◆ **WORK INSTRUCTIONS**: Please write out the entire listing below exactly, excluding its pictures.

◆ **EXTRACTED INFORMATION**:
========

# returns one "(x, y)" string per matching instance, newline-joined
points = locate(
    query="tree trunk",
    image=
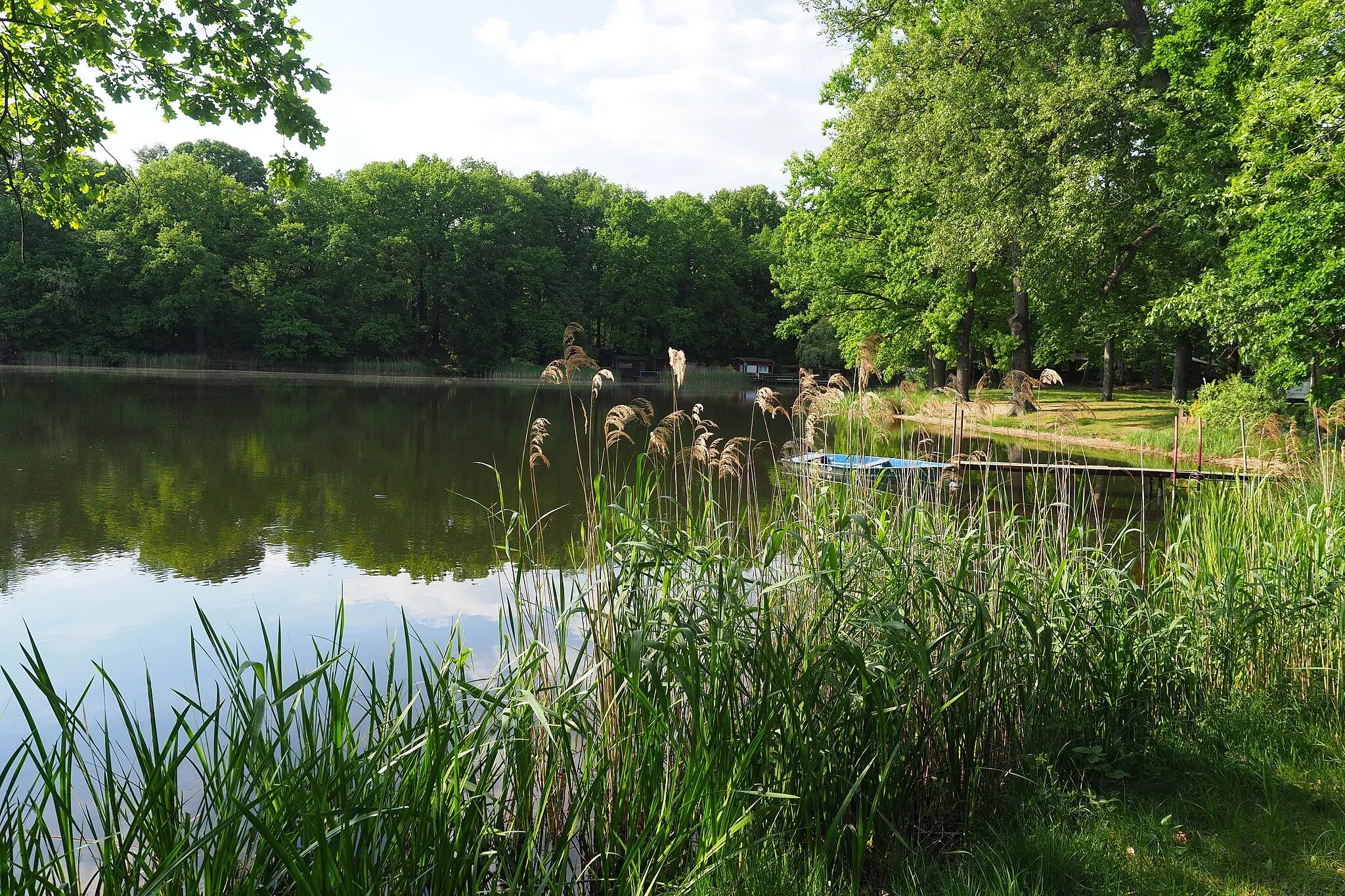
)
(988, 360)
(1109, 370)
(1020, 323)
(965, 355)
(1181, 367)
(432, 331)
(965, 339)
(937, 370)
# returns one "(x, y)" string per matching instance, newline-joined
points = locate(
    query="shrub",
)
(1228, 402)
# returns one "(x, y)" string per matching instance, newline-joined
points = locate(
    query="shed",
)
(634, 367)
(753, 366)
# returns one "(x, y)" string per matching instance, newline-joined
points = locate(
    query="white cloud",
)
(689, 96)
(663, 96)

========

◆ **EXERCISE OUTPUT**:
# returns one "(x, y)" string per matching instance, newline-joined
points = locate(
    query="tree trunk",
    image=
)
(988, 360)
(1109, 370)
(1020, 323)
(965, 355)
(1181, 367)
(432, 331)
(965, 339)
(937, 370)
# returns one "(x, y)" string per matching instance, newline-joined
points = locate(
    query="shrub",
)
(1228, 402)
# returns one "(x, y)" string per matching instance, newline-joined
points = locate(
    query="shed",
)
(634, 367)
(753, 366)
# returns one "(x, y)" string per matching instance, newline-joined
points = locate(
    query="white cloud",
)
(689, 96)
(663, 96)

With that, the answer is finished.